Prompt: Summarize the forum excerpt below in two sentences.

Excerpt to read:
*****
AI wiping out humanity is certainly not ending well from our perspective, but more universally who is to say. I would argue that it is not a given that we are a net positive for the universe.
There's no way to know until it all plays out and either way I won't be here when it all plays out.
But IMO to assume our continued existence is universally a positive (or of any universal consequence at all) is a hefty dose of narcissism.
They will take every path we allow them to take. Giving them access to weapons is the first big mistake.
As a side note: in the case of chickens, humans do have better options if you are optimizing for biosphere health. Only people optimizing for short-term profit would grow chickens the way we do. I think the analog for AI overlords is that we have to hope they care more about overall balance than about competing with other AI.
This is generally regarded by engineer-types as false, but societal taboos and power structures can be revealed by noting what speech provokes the strongest reactions.
*****
Entries provided:
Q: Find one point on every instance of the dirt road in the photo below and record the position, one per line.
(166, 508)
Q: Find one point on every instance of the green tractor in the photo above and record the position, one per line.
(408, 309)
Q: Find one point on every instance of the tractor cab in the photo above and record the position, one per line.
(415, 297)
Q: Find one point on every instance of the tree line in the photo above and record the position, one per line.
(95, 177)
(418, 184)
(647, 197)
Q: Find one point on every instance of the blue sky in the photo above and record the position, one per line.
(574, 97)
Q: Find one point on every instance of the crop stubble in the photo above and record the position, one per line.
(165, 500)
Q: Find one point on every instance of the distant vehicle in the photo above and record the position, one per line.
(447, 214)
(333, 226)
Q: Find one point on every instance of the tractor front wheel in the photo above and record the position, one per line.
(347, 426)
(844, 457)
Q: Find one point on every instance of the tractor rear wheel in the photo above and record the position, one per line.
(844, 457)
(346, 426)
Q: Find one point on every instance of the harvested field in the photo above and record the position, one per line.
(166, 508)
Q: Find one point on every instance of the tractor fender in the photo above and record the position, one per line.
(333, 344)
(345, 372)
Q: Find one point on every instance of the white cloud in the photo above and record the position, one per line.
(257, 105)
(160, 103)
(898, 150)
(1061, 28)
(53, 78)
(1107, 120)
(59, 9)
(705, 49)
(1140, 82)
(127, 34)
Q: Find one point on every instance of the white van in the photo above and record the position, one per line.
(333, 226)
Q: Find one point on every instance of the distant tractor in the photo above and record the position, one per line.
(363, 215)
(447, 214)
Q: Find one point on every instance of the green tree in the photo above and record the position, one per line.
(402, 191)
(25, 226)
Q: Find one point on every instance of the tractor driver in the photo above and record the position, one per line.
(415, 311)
*****
Task output: The forum excerpt argues that AI wiping out humanity would be bad from our perspective but not necessarily for the universe, because it is not a given that humans are a net positive, and assuming our continued existence is universally positive is called a hefty dose of narcissism. It also says that humans have better options than the way chickens are grown if they are optimizing for biosphere health, and it hopes AI overlords will care more about overall balance than about competing with other AI.